*Problem description:*
Pull out each line from the entries below that contains the string "sleeve". The match is case-sensitive.

----------

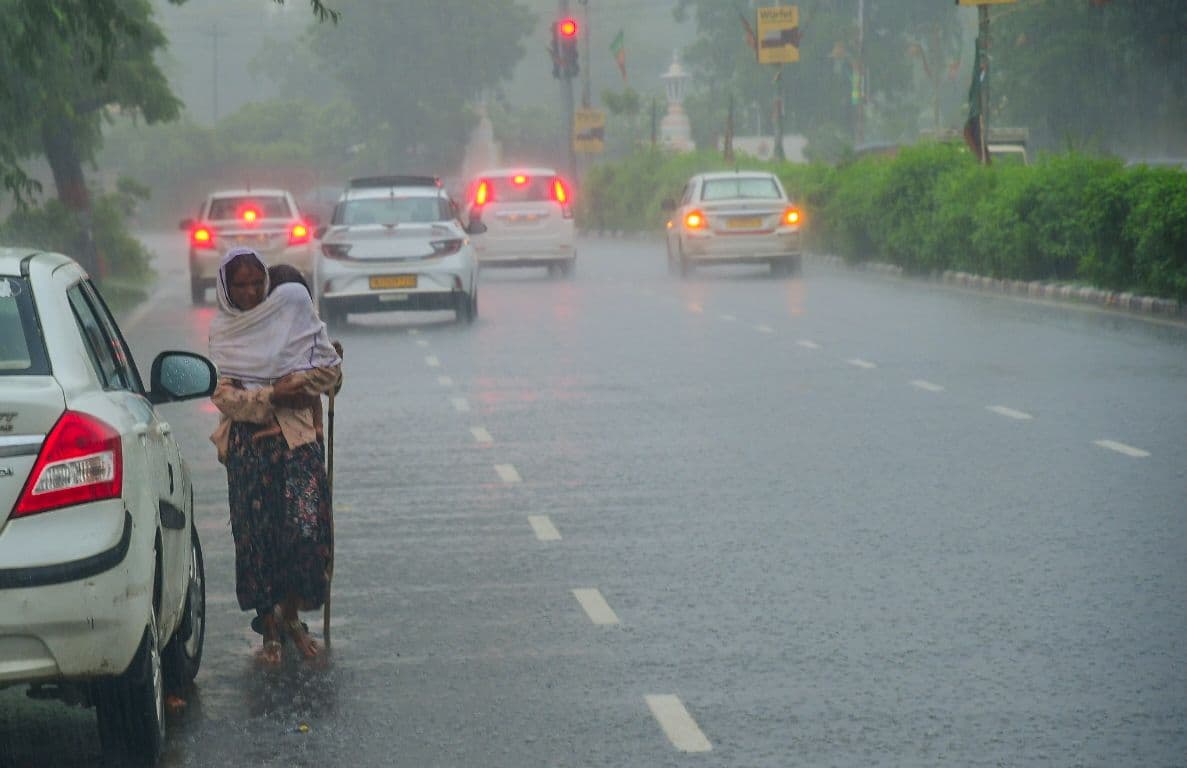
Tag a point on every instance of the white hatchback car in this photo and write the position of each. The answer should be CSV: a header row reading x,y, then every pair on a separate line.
x,y
395,243
102,596
528,214
266,220
734,217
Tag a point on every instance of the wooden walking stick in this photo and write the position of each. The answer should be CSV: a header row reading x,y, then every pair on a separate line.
x,y
329,562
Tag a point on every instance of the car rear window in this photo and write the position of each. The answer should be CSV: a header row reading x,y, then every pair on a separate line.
x,y
235,207
521,189
392,211
21,350
740,188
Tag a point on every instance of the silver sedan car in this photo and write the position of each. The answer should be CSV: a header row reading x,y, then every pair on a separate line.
x,y
734,217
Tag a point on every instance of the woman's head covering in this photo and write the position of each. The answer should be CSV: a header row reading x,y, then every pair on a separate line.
x,y
278,336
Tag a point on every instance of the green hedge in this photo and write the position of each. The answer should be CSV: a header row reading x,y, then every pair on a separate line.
x,y
1070,217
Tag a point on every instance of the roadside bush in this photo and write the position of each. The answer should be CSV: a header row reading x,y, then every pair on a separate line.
x,y
124,272
1068,217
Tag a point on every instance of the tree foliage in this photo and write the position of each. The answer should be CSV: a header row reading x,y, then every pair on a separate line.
x,y
818,89
413,69
1108,74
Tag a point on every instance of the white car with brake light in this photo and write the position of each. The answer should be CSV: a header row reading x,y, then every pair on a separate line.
x,y
734,217
265,220
528,214
102,597
395,243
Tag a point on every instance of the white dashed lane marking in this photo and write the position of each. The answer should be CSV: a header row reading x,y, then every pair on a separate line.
x,y
544,528
1009,413
1121,448
508,474
678,725
596,608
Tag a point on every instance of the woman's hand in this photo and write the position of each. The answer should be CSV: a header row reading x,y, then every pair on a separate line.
x,y
290,393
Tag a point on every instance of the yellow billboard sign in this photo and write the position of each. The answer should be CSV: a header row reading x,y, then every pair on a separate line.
x,y
779,35
589,131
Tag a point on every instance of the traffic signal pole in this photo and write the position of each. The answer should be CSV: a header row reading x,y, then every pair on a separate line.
x,y
567,105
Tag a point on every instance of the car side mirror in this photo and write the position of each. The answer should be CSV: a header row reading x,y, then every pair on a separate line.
x,y
178,375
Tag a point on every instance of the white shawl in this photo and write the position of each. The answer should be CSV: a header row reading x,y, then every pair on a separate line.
x,y
279,336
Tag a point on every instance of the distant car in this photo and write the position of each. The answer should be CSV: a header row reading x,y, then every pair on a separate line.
x,y
528,215
102,597
734,217
266,220
395,242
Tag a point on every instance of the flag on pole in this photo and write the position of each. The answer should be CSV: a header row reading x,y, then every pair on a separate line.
x,y
619,50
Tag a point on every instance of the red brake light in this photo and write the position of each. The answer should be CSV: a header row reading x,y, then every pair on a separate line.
x,y
298,234
482,194
202,237
81,461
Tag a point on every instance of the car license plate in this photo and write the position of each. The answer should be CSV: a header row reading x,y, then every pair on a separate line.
x,y
388,281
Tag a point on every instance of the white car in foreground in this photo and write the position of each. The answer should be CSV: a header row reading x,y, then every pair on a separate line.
x,y
528,214
102,596
395,243
734,217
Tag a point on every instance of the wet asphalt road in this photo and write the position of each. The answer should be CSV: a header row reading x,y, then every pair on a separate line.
x,y
634,520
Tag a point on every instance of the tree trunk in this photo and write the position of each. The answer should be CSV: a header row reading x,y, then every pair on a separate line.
x,y
65,163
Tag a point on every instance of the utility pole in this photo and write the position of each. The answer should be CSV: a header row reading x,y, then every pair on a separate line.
x,y
983,40
859,89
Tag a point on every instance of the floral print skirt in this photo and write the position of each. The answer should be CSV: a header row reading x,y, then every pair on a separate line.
x,y
280,519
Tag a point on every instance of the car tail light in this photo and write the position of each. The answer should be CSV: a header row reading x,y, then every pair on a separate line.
x,y
560,195
202,237
445,247
336,251
81,461
483,194
298,234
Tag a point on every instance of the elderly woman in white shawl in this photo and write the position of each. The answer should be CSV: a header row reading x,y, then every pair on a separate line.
x,y
274,362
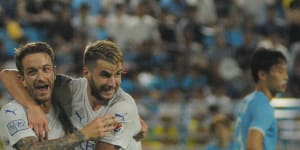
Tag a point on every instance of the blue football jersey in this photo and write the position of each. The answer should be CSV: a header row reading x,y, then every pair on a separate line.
x,y
255,112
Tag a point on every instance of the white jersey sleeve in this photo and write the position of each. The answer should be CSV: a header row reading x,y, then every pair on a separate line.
x,y
125,111
14,123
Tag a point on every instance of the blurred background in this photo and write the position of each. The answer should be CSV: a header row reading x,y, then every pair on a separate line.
x,y
187,61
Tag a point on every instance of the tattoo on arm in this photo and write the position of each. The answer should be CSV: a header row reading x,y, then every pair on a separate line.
x,y
64,143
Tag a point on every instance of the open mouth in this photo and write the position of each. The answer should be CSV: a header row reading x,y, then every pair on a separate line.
x,y
42,88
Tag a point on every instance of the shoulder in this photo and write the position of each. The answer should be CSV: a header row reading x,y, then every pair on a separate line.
x,y
12,108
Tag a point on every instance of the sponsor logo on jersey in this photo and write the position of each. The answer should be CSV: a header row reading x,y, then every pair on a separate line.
x,y
119,127
9,111
16,126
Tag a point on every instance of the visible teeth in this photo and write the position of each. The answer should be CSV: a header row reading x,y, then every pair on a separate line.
x,y
42,86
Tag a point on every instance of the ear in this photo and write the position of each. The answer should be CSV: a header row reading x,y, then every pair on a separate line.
x,y
85,71
54,71
21,79
262,75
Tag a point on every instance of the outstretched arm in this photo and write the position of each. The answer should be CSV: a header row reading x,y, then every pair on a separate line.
x,y
142,134
255,140
96,129
36,117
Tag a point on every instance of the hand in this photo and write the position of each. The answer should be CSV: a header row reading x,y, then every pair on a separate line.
x,y
142,134
99,127
37,120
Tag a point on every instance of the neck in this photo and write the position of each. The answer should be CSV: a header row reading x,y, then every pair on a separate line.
x,y
45,106
262,88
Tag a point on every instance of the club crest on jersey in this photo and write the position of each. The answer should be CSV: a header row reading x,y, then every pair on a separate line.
x,y
16,126
10,111
120,126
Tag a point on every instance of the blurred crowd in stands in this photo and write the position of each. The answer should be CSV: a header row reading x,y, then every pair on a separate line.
x,y
185,60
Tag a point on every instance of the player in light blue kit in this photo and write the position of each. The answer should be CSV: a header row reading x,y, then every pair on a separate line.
x,y
256,126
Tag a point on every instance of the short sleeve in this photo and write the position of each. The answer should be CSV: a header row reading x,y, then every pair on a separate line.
x,y
129,126
14,123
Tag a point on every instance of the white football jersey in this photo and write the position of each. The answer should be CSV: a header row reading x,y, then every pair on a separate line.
x,y
122,105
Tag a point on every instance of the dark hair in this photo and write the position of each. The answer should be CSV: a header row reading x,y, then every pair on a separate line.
x,y
105,50
31,48
263,60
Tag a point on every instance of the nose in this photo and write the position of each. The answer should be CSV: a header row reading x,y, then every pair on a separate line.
x,y
40,75
112,81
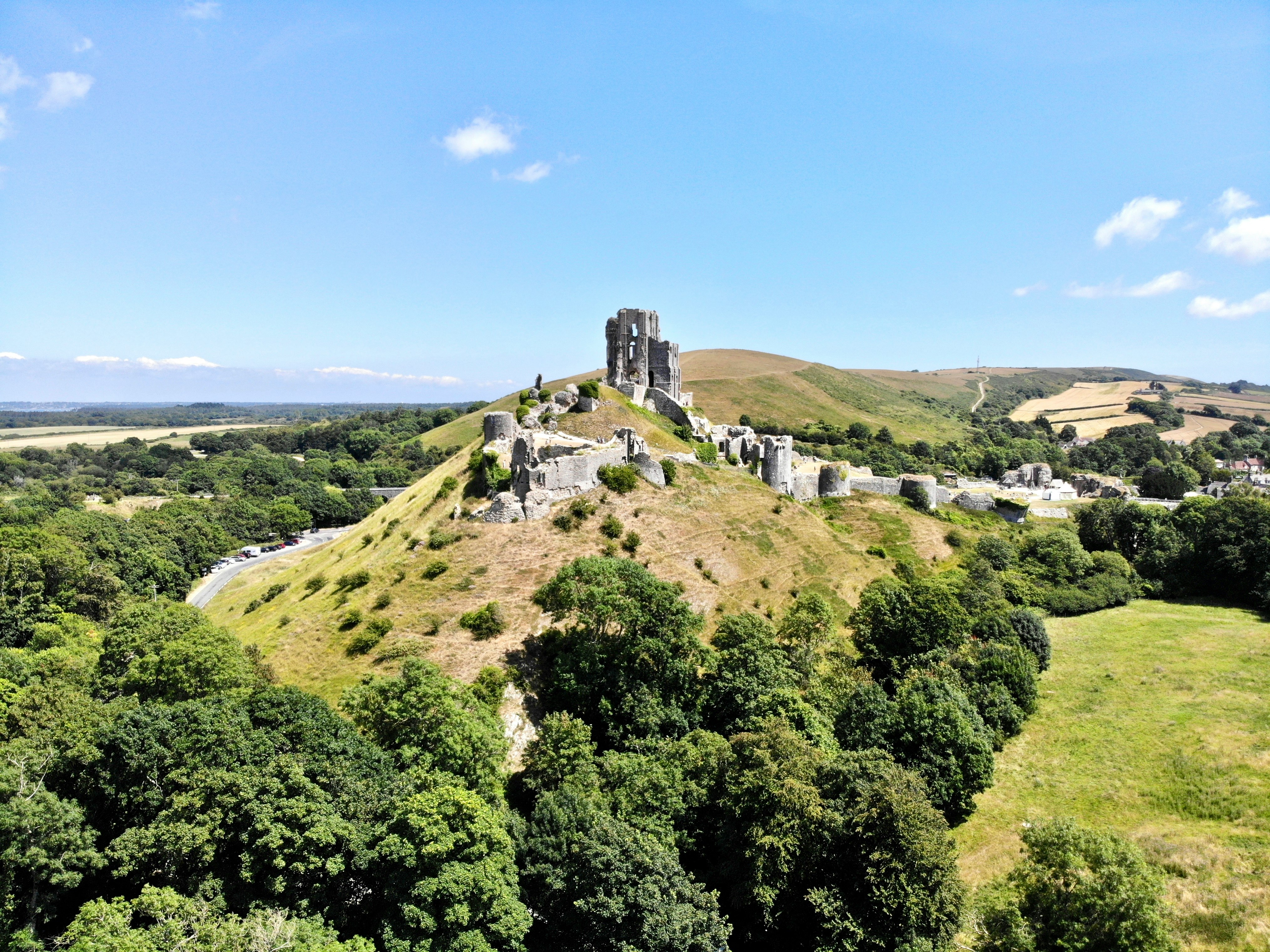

----------

*Answer for this exercise:*
Tag a point on every instance of the white jersey sleeve in this photo and write the position of each. The answer should be CSV: a header row reading x,y, then every pair on a separate line.
Tag a point on every instance of the short sleeve in this photo and write the position of each. The answer should be CSV: a header row reading x,y, then every pair on a separate line.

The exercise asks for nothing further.